**Aim of the exercise:**
Update the records below so that every occurrence of "rough mask" reads "coarse mask", with all other text unchanged. Omit the pictures from the answer.

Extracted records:
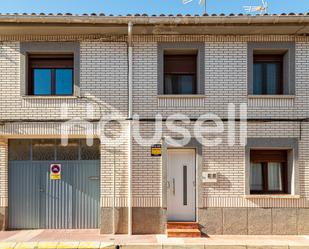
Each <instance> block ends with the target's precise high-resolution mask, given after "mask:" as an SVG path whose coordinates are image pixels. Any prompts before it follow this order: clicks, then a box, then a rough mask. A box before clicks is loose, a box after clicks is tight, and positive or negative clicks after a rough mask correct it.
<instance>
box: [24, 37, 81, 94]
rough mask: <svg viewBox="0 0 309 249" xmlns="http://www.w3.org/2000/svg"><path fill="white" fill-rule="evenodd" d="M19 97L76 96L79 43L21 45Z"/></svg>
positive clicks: (43, 43)
mask: <svg viewBox="0 0 309 249" xmlns="http://www.w3.org/2000/svg"><path fill="white" fill-rule="evenodd" d="M20 83H21V84H20V93H21V95H22V96H26V95H28V96H29V95H30V96H79V95H80V45H79V43H78V42H21V43H20Z"/></svg>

**Answer space:**
Each <instance> block ends with the target's precise high-resolution mask, given after "mask:" as an SVG path whose coordinates are image pixels. Any prompts before it follow this order: clicks, then a box, then a coarse mask. A box before clicks is loose, a box after clicks is tight, and positive or negative clicks after a coarse mask correct it.
<instance>
box: [24, 37, 81, 94]
coarse mask: <svg viewBox="0 0 309 249" xmlns="http://www.w3.org/2000/svg"><path fill="white" fill-rule="evenodd" d="M19 97L76 96L79 43L21 45Z"/></svg>
positive clicks: (43, 43)
mask: <svg viewBox="0 0 309 249" xmlns="http://www.w3.org/2000/svg"><path fill="white" fill-rule="evenodd" d="M20 83H21V84H20V93H21V95H22V96H26V95H28V96H29V95H30V96H79V95H80V45H79V43H78V42H21V43H20Z"/></svg>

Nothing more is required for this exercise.